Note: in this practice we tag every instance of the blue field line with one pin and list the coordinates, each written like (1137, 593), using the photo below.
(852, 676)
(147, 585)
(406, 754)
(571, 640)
• • • •
WRITTEN EXERCISE – Reproduce all of the material above word for word, keeping every line and coordinate unchanged.

RESULT OF THE TASK –
Note: in this practice we tag every instance of the blue field line with one pin and list the coordinates, each written like (1137, 593), using the photo below.
(852, 676)
(147, 585)
(406, 754)
(571, 640)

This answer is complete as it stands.